| PROVIDED DATA |
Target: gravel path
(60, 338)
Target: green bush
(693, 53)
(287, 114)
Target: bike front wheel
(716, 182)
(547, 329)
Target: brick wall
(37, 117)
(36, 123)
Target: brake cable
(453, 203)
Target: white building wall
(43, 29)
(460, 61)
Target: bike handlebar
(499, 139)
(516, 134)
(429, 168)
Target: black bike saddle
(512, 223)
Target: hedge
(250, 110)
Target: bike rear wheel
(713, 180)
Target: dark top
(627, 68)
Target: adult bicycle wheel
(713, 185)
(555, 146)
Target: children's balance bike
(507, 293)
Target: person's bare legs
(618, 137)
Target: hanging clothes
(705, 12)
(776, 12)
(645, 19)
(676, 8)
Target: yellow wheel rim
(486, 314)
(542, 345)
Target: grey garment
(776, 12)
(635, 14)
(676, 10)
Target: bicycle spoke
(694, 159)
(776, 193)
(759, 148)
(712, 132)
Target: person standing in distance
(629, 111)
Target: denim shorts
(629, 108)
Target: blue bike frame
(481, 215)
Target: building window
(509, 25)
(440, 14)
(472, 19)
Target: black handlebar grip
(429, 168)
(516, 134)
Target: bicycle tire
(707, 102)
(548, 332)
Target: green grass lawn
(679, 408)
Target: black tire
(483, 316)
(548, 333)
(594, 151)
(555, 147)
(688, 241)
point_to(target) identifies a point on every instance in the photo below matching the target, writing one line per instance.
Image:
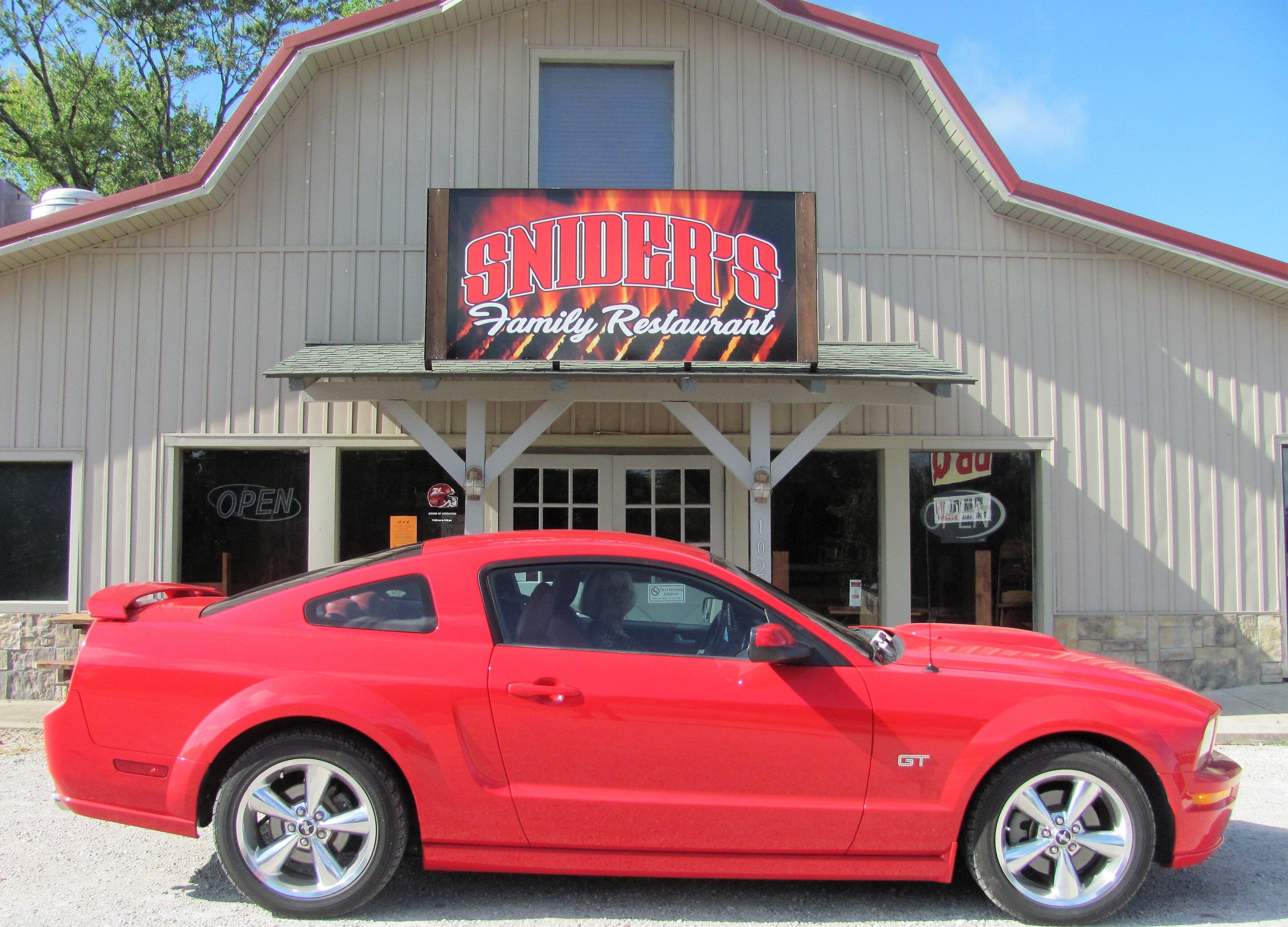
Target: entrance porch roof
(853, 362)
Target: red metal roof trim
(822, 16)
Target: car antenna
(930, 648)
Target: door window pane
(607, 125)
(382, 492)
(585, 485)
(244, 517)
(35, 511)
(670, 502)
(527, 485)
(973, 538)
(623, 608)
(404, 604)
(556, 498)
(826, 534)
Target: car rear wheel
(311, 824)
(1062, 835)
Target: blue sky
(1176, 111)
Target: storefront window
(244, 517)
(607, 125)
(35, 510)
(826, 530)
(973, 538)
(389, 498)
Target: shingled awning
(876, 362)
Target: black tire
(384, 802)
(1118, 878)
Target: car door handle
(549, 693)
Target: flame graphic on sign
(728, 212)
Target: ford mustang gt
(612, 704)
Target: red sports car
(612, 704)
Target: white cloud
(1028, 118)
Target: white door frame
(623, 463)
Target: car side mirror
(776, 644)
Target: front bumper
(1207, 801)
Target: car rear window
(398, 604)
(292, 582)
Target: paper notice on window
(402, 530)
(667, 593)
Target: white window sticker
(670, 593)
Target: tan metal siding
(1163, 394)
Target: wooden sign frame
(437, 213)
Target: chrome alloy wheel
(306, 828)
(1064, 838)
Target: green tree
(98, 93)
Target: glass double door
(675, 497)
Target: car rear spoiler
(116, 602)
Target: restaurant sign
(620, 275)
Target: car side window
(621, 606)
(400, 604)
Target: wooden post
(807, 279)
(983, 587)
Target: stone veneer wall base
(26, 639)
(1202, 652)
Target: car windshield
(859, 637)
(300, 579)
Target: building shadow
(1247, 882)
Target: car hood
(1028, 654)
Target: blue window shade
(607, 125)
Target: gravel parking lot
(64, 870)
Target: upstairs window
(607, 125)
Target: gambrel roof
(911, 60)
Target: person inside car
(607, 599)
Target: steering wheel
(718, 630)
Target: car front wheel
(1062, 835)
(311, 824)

| EXERCISE |
Render the material above as a numbered list with one entry per line, leaving out blank lines and the pictures.

| SOLUTION TO THE EXERCISE |
1. Target: gravel path
2. (60, 338)
3. Target: green bush
4. (693, 53)
5. (287, 114)
6. Target: bike front wheel
7. (716, 182)
8. (547, 329)
9. Target: brick wall
10. (37, 117)
11. (36, 123)
12. Target: brake cable
13. (453, 203)
14. Target: white building wall
15. (43, 29)
16. (460, 61)
17. Target: bike handlebar
18. (499, 139)
19. (516, 134)
20. (429, 168)
21. Target: black bike saddle
22. (512, 223)
23. Target: hedge
24. (250, 110)
25. Target: bike rear wheel
26. (713, 180)
27. Target: dark top
28. (627, 68)
29. Target: adult bicycle wheel
30. (713, 185)
31. (555, 146)
32. Target: children's balance bike
33. (507, 293)
34. Target: person's bare legs
35. (618, 137)
36. Target: hanging clothes
37. (705, 12)
38. (776, 12)
39. (645, 19)
40. (676, 8)
41. Target: yellow wheel rim
42. (486, 314)
43. (542, 345)
44. Target: grey garment
45. (776, 12)
46. (635, 14)
47. (676, 10)
48. Target: bicycle spoke
49. (694, 159)
50. (776, 193)
51. (759, 148)
52. (712, 132)
53. Target: person standing in distance
54. (629, 111)
55. Target: denim shorts
56. (629, 108)
57. Target: blue bike frame
58. (481, 215)
59. Target: building window
60. (509, 25)
61. (440, 14)
62. (472, 19)
63. Target: black handlebar grip
64. (429, 168)
65. (516, 134)
66. Target: bicycle tire
67. (707, 102)
68. (548, 332)
69. Target: green grass lawn
70. (679, 408)
71. Target: black tire
72. (483, 316)
73. (548, 333)
74. (594, 151)
75. (555, 147)
76. (688, 241)
77. point_to(target) identifies a point on every instance in the photo below matching the target, writing one line per instance.
78. Image:
79. Target: entrance porch roof
80. (853, 362)
81. Target: red metal roof trim
82. (822, 16)
83. Target: car antenna
84. (930, 648)
85. Target: door window pane
86. (607, 125)
87. (382, 492)
88. (585, 485)
89. (244, 517)
90. (35, 511)
91. (670, 502)
92. (527, 485)
93. (973, 538)
94. (623, 608)
95. (404, 604)
96. (556, 498)
97. (826, 534)
98. Target: car rear wheel
99. (311, 824)
100. (1062, 835)
101. Target: blue sky
102. (1176, 111)
103. Target: storefront window
104. (244, 517)
105. (607, 125)
106. (35, 510)
107. (826, 530)
108. (973, 538)
109. (389, 498)
110. Target: shingled awning
111. (876, 362)
112. Target: black tire
113. (384, 802)
114. (1118, 878)
115. Target: car door handle
116. (549, 693)
117. Target: flame graphic on sign
118. (728, 212)
119. Target: ford mustang gt
120. (612, 704)
121. Target: red sports car
122. (612, 704)
123. Target: white cloud
124. (1028, 118)
125. Target: white door frame
126. (623, 463)
127. Target: car side mirror
128. (776, 644)
129. Target: front bumper
130. (1207, 801)
131. Target: car rear window
132. (398, 604)
133. (292, 582)
134. Target: paper notice on window
135. (402, 530)
136. (667, 593)
137. Target: white window sticker
138. (670, 593)
139. Target: tan metal siding
140. (1163, 394)
141. Target: wooden sign frame
142. (437, 213)
143. Target: chrome alloy wheel
144. (306, 828)
145. (1064, 838)
146. Target: green tree
147. (98, 93)
148. Target: glass double door
149. (675, 497)
150. Target: car rear spoiler
151. (116, 602)
152. Target: restaurant sign
153. (620, 275)
154. Target: car side window
155. (621, 606)
156. (400, 604)
157. Target: wooden post
158. (807, 279)
159. (983, 587)
160. Target: stone veneer wall base
161. (26, 639)
162. (1202, 652)
163. Target: car windshield
164. (859, 637)
165. (300, 579)
166. Target: building shadow
167. (1247, 882)
168. Target: car hood
169. (1028, 654)
170. Target: blue window shade
171. (607, 125)
172. Target: gravel parking lot
173. (64, 870)
174. Target: upstairs window
175. (607, 125)
176. Target: gambrel roof
177. (911, 60)
178. Target: person inside car
179. (607, 599)
180. Target: steering wheel
181. (718, 630)
182. Target: car front wheel
183. (1062, 835)
184. (311, 824)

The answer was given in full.